Take the material below and write it all out again exactly.

■ **DATA LINES**:
□ □ □

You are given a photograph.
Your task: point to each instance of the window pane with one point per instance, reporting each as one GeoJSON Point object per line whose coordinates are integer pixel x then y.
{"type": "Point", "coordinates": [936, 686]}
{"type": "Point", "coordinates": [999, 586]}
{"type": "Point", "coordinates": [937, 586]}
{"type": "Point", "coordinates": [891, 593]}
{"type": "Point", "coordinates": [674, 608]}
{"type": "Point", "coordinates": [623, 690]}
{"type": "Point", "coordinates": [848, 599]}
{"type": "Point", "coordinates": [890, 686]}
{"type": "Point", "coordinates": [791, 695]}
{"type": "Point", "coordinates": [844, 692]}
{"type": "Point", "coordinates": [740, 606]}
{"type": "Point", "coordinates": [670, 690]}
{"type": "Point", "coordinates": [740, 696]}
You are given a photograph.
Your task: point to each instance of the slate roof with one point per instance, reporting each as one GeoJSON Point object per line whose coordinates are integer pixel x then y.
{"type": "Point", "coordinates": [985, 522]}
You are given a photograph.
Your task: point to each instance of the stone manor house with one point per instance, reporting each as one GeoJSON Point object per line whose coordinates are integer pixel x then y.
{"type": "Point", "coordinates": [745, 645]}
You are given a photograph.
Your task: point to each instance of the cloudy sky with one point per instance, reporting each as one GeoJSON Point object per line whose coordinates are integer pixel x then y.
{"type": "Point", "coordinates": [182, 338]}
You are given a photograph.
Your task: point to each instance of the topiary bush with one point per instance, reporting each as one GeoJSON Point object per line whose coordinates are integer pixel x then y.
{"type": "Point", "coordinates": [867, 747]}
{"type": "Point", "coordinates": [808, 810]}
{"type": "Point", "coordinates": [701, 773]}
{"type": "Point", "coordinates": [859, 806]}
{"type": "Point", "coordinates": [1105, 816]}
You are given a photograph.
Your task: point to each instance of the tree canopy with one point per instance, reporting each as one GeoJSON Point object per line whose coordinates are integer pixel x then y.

□ □ □

■ **WRITTEN RESPONSE**:
You are given a photograph.
Your task: point to each instance of the window pane with one point per instance, reporting each as one GeoJSON Point object per line whose coordinates are integer pixel x then y.
{"type": "Point", "coordinates": [936, 686]}
{"type": "Point", "coordinates": [999, 586]}
{"type": "Point", "coordinates": [937, 586]}
{"type": "Point", "coordinates": [891, 593]}
{"type": "Point", "coordinates": [674, 608]}
{"type": "Point", "coordinates": [623, 690]}
{"type": "Point", "coordinates": [848, 599]}
{"type": "Point", "coordinates": [890, 686]}
{"type": "Point", "coordinates": [791, 695]}
{"type": "Point", "coordinates": [844, 692]}
{"type": "Point", "coordinates": [740, 606]}
{"type": "Point", "coordinates": [670, 690]}
{"type": "Point", "coordinates": [740, 696]}
You are given a photograph.
Your task: point to each instance of the slate roof with one point per instance, reporting each as one GeoJSON Point object per line whose coordinates are integer pixel x then y.
{"type": "Point", "coordinates": [985, 522]}
You are given a photograph.
Your task: point to each instance of the stone manor house with one point per instance, reporting each as one GeoJSON Point object per line whose coordinates are integer pixel x then y.
{"type": "Point", "coordinates": [745, 645]}
You are given a photograph.
Your task: point to each instance of the cloudy sky with one point per instance, reporting each as one GeoJSON Point object per line whose coordinates are integer pixel x then y.
{"type": "Point", "coordinates": [182, 338]}
You are given a photograph.
Your task: point to each instance of the topiary bush with one point per instance, reporting each as one GeoJSON Point object per line whose coordinates are integer pixel x then y.
{"type": "Point", "coordinates": [867, 747]}
{"type": "Point", "coordinates": [808, 810]}
{"type": "Point", "coordinates": [701, 773]}
{"type": "Point", "coordinates": [859, 806]}
{"type": "Point", "coordinates": [1105, 816]}
You are given a photograph.
Your task: point to each instance of the tree canopy with one point per instance, reporting each as one GeoJSON Point object per line whose coordinates are integer pixel x then y.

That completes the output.